> _EXERCISE_:
The records below are to be quoted in full; please keep every word exact.

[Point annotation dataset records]
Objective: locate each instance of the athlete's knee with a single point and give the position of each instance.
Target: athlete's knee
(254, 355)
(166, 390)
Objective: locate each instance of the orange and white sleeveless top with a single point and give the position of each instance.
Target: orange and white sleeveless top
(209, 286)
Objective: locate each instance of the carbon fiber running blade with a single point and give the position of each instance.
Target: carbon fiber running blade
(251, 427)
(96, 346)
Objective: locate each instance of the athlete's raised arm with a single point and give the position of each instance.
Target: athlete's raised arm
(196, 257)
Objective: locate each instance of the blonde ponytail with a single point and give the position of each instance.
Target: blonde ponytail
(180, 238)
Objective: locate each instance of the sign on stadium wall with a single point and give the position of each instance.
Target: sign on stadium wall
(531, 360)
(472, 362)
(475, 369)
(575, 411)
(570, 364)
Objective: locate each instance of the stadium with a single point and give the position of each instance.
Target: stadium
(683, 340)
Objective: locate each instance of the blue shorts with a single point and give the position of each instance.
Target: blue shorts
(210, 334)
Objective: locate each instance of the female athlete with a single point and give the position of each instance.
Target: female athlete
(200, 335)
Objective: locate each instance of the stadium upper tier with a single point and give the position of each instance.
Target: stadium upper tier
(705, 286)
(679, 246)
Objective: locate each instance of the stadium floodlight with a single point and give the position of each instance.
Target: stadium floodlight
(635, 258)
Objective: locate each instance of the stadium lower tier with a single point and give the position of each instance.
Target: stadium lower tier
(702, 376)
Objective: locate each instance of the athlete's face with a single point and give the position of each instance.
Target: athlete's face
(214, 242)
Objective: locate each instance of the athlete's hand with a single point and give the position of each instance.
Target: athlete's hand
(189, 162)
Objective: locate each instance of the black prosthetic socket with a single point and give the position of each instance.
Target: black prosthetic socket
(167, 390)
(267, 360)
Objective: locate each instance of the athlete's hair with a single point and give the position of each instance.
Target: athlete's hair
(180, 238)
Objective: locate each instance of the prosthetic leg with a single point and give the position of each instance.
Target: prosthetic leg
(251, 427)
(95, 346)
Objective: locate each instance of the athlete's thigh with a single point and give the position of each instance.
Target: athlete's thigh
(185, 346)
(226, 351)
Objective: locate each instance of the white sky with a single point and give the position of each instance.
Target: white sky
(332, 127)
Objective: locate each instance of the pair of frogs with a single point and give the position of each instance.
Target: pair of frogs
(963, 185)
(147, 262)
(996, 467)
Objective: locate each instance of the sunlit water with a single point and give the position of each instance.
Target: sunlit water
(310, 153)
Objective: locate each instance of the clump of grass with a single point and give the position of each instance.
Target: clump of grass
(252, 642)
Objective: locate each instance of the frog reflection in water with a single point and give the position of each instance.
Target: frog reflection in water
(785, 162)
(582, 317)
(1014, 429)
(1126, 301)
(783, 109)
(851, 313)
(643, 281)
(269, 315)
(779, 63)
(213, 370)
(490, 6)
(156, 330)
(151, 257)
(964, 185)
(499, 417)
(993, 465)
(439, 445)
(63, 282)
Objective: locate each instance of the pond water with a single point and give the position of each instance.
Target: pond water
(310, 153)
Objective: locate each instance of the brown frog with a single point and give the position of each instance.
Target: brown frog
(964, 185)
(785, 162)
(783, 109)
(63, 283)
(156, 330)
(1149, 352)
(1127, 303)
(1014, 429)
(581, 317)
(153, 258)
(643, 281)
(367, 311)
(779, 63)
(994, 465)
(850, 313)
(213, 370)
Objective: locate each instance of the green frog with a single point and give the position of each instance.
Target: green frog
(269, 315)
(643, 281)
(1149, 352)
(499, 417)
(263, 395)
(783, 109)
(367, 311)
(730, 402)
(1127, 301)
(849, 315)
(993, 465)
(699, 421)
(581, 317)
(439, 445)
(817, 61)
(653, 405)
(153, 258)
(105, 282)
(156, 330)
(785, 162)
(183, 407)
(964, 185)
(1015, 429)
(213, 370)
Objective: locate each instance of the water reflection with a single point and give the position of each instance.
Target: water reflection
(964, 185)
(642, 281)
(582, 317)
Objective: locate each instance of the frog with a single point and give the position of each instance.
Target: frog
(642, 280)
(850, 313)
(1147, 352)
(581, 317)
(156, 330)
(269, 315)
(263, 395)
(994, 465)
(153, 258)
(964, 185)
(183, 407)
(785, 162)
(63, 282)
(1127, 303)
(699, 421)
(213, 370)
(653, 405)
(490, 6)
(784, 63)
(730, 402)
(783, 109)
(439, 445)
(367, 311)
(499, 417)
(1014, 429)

> _SOLUTION FOR THIS TASK_:
Objective: locate each instance of the athlete's knee with a single point and give the position of each instance.
Target: athlete's knee
(254, 355)
(166, 390)
Objective: locate each instance of the orange and white sleeveless top with a single point and give the position of each instance.
Target: orange and white sleeveless top
(209, 286)
Objective: locate each instance of the carbon fiber running blade with a single point and give the position of each instance.
Target: carbon fiber running blade
(251, 427)
(96, 346)
Objective: locate each instance of the athlete's raised arm with a single point and give the position of each instance.
Target: athlete's raised arm
(196, 257)
Objective: locate each instance of the blonde ponytail with a single point and give the position of each instance.
Target: blonde ponytail
(180, 238)
Objective: locate each instance of the sign on stadium wall with a single point and give the position of each instance.
Target: sign on stadium wall
(531, 360)
(472, 362)
(475, 369)
(575, 411)
(570, 364)
Objective: locate each instance of the stadium with a single point and give the position of each instance.
Target: stadium
(683, 340)
Objective: locate each instance of the blue shorts with a single point and give the position of each instance.
Target: blue shorts
(210, 334)
Objective: locate each instance of the female athlete with a single point and give the position of each instance.
Target: female athlete
(200, 335)
Objective: locate each instance of the stadium upper tier with a single point and give the position of each instance.
Target: stadium upper tier
(705, 286)
(679, 246)
Objective: locate each instance of the stadium floodlight with a single point and give the position of each instance.
Target: stadium floodlight
(635, 258)
Objective: locate each instance of the stadium lower tier with a single point and give the position of each instance.
Target: stadium lower tier
(702, 376)
Objective: locate each instance of the athlete's face with a single point and give the position of each instance.
Target: athlete's face
(214, 242)
Objective: locate each instance of the athlete's hand with a single point and give the position of each instance.
Target: athlete's hand
(189, 162)
Objective: locate each instance of the black prosthetic socket with a single point and give the position of each instance.
Target: black prosthetic socket
(167, 390)
(267, 360)
Objective: locate each instance of the athlete's hair with a single point and give the position of each instance.
Target: athlete's hair
(180, 238)
Objective: locate each instance of the prosthetic leg with a single point and give the position of each instance.
Target: prosthetic leg
(251, 427)
(95, 346)
Objective: locate each instance of the athlete's thigh with a single point and give the position of each instance.
Target: athlete's thigh
(185, 346)
(226, 351)
Objective: locate each instance of the white sky with a single point and give the position of each instance.
Target: white sky
(332, 127)
Objective: locate each instance of the pair of frogs with a single point and give the position of each instance.
Target: pair of frogs
(963, 185)
(147, 262)
(996, 467)
Objective: locate each instance of the sunlit water with a single point and give the position of each instance.
Target: sunlit water
(310, 153)
Objective: locate each instance of the clump of grass with a single point and give the position of each instance.
Target: clump of grass
(252, 642)
Objective: locate each instance of the frog reflection in water with a single point and give the position of each instance.
Target: frog reflection in water
(785, 162)
(582, 317)
(1014, 429)
(1126, 301)
(783, 109)
(851, 313)
(643, 281)
(269, 315)
(779, 63)
(213, 370)
(490, 6)
(156, 330)
(151, 257)
(964, 185)
(499, 417)
(993, 465)
(439, 445)
(63, 282)
Objective: locate each instance of the pond water with a single point and give the position of each instance.
Target: pond water
(310, 153)
Objective: locate each instance of the brown frog with a single point and give the position of each instance.
Target: brown frog
(964, 185)
(785, 162)
(783, 109)
(63, 283)
(156, 330)
(1149, 352)
(1127, 303)
(1014, 429)
(581, 317)
(153, 258)
(643, 281)
(367, 311)
(779, 63)
(994, 465)
(850, 313)
(213, 370)
Objective: locate each instance of the green frog with a single point and give the position of each instance.
Target: green frog
(269, 315)
(643, 281)
(1149, 352)
(499, 417)
(263, 395)
(783, 109)
(367, 311)
(730, 402)
(1127, 301)
(849, 315)
(993, 465)
(699, 421)
(581, 317)
(439, 445)
(817, 61)
(653, 405)
(153, 258)
(105, 282)
(156, 330)
(785, 162)
(183, 407)
(964, 185)
(1015, 429)
(213, 370)
Objective: locate each instance of the water reflection with a single point and give the position of each instance.
Target: water reflection
(964, 185)
(642, 281)
(582, 317)
Objective: locate each instance of the frog with a single point and give the position of each instance.
Target: frog
(642, 280)
(850, 313)
(1147, 352)
(581, 317)
(156, 330)
(269, 315)
(263, 395)
(994, 465)
(153, 258)
(964, 185)
(183, 407)
(785, 162)
(63, 282)
(1127, 303)
(699, 421)
(213, 370)
(653, 405)
(490, 6)
(784, 63)
(730, 402)
(783, 109)
(439, 445)
(367, 311)
(499, 417)
(1014, 429)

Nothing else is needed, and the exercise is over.